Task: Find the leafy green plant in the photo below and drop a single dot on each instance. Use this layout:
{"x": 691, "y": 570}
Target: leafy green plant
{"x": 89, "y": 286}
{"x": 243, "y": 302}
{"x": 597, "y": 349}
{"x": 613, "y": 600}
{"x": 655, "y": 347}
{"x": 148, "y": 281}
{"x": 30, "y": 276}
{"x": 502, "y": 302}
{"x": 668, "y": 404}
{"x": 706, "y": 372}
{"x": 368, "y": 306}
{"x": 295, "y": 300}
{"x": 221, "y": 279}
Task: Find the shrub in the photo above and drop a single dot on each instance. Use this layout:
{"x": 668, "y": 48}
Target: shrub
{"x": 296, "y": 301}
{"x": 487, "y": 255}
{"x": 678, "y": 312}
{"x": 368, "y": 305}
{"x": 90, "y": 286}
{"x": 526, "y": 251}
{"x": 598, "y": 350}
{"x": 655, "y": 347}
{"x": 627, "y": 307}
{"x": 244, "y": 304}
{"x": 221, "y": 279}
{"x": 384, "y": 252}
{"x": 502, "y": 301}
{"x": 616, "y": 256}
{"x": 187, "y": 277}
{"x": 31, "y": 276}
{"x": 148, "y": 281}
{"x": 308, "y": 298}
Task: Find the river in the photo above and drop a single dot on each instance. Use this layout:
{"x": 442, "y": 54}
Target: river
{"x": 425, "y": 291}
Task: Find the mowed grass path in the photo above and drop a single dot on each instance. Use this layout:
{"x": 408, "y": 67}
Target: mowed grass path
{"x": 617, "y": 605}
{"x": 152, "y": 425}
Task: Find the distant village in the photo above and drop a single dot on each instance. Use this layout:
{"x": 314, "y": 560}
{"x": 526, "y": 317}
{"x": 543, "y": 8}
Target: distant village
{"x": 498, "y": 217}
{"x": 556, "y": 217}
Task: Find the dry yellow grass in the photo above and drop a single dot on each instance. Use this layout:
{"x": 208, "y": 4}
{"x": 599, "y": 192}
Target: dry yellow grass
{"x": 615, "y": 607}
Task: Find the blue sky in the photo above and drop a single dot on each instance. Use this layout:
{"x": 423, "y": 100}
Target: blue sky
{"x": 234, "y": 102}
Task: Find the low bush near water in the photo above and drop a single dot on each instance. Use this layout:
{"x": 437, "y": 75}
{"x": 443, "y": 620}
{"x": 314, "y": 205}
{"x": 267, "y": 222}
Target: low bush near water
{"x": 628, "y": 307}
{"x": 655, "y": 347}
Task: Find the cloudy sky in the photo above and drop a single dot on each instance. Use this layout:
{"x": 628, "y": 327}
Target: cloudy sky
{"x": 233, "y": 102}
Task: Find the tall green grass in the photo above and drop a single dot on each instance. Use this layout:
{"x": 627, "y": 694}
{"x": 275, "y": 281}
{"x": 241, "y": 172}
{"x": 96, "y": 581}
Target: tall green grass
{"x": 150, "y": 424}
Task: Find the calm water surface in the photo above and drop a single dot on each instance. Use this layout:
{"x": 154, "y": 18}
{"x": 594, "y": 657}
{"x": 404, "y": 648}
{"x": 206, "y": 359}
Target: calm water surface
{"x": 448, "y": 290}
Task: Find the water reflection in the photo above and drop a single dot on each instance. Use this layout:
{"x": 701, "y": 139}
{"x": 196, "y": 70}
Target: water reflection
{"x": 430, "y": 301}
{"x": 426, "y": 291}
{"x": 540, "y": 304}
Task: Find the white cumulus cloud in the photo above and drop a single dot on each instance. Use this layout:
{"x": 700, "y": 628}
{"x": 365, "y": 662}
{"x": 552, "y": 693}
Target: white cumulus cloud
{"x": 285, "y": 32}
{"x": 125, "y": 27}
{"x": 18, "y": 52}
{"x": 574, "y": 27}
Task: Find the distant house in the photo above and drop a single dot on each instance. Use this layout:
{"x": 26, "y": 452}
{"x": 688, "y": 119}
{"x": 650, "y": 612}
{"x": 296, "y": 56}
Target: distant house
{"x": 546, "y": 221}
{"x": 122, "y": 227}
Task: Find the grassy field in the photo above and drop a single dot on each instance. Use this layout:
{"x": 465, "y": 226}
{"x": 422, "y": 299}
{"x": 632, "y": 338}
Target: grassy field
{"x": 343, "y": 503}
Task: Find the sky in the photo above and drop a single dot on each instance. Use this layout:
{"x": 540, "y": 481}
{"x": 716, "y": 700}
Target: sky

= = = =

## Problem
Reproduce each entry above without a single difference.

## Solved problem
Task: Find the leafy green plant in the photo below and drop a single dot on each instance. Use this layout:
{"x": 691, "y": 570}
Target: leafy green plant
{"x": 89, "y": 286}
{"x": 243, "y": 302}
{"x": 597, "y": 349}
{"x": 613, "y": 600}
{"x": 655, "y": 347}
{"x": 148, "y": 281}
{"x": 30, "y": 276}
{"x": 502, "y": 302}
{"x": 668, "y": 404}
{"x": 706, "y": 372}
{"x": 368, "y": 306}
{"x": 295, "y": 300}
{"x": 221, "y": 279}
Task: Find the shrub in the photo above and drop a single dot on each instance. Use this layout:
{"x": 668, "y": 48}
Target: shrub
{"x": 296, "y": 301}
{"x": 487, "y": 255}
{"x": 678, "y": 312}
{"x": 368, "y": 305}
{"x": 90, "y": 286}
{"x": 526, "y": 251}
{"x": 598, "y": 350}
{"x": 655, "y": 347}
{"x": 627, "y": 307}
{"x": 244, "y": 304}
{"x": 221, "y": 279}
{"x": 384, "y": 252}
{"x": 502, "y": 301}
{"x": 616, "y": 256}
{"x": 187, "y": 277}
{"x": 31, "y": 276}
{"x": 148, "y": 281}
{"x": 308, "y": 298}
Task: Find the river in the photo above and drop a single dot on each instance. Use this layout:
{"x": 442, "y": 54}
Target: river
{"x": 425, "y": 291}
Task: Find the mowed grass path in the photo above and drop a single dot on each instance. Use this layout:
{"x": 408, "y": 67}
Target: mowed grass path
{"x": 617, "y": 605}
{"x": 152, "y": 425}
Task: Find the distant village in the photo above and drop a single dot on each instance. Use this layout:
{"x": 314, "y": 560}
{"x": 526, "y": 317}
{"x": 543, "y": 8}
Target: distant village
{"x": 498, "y": 217}
{"x": 556, "y": 217}
Task: Find the dry yellow grass in the photo above and drop a single dot on each instance. Use this layout:
{"x": 208, "y": 4}
{"x": 599, "y": 192}
Target: dry yellow grass
{"x": 615, "y": 607}
Task: Find the blue sky in the photo above and drop a single dot on each instance. Use this layout:
{"x": 423, "y": 100}
Target: blue sky
{"x": 234, "y": 102}
Task: Find the low bush near water in the photo above and drop a single dot on each instance. Use this layout:
{"x": 437, "y": 75}
{"x": 443, "y": 620}
{"x": 314, "y": 205}
{"x": 267, "y": 222}
Target: low bush near water
{"x": 628, "y": 307}
{"x": 655, "y": 347}
Task: Find the cloudy sky in the photo above and drop a single dot on each instance. Use this layout:
{"x": 628, "y": 327}
Target: cloudy sky
{"x": 233, "y": 102}
Task: Find the tall green grass in the photo above and drop a single dot on each instance. Use this layout:
{"x": 627, "y": 694}
{"x": 275, "y": 281}
{"x": 241, "y": 172}
{"x": 96, "y": 581}
Target: tall green grass
{"x": 150, "y": 424}
Task: Find the calm water surface in the photo above and drop a single dot on each instance. Use this layout:
{"x": 154, "y": 18}
{"x": 594, "y": 657}
{"x": 404, "y": 648}
{"x": 206, "y": 359}
Target: calm water surface
{"x": 448, "y": 290}
Task: Find the water reflection in the photo above and drop a single dot on each instance. Use this layout:
{"x": 701, "y": 139}
{"x": 196, "y": 70}
Target: water reflection
{"x": 430, "y": 301}
{"x": 426, "y": 291}
{"x": 540, "y": 304}
Task: Find the white cumulus cloud in the photo above and drop a single dot on each instance. Use this layout:
{"x": 700, "y": 628}
{"x": 365, "y": 662}
{"x": 552, "y": 693}
Target: white cumulus cloud
{"x": 285, "y": 32}
{"x": 125, "y": 27}
{"x": 18, "y": 52}
{"x": 574, "y": 27}
Task: Find the distant house in the photo above and drop a single dot on each instance. Use this layout:
{"x": 26, "y": 452}
{"x": 688, "y": 119}
{"x": 650, "y": 612}
{"x": 296, "y": 56}
Target: distant house
{"x": 546, "y": 221}
{"x": 122, "y": 227}
Task: Find the grassy field in the photo above and drop a single dot on each instance. Use this layout:
{"x": 465, "y": 226}
{"x": 422, "y": 299}
{"x": 632, "y": 338}
Target: grassy field
{"x": 343, "y": 503}
Task: Find the sky in the photo above and drop a single dot on each instance. Use this layout:
{"x": 540, "y": 481}
{"x": 716, "y": 700}
Target: sky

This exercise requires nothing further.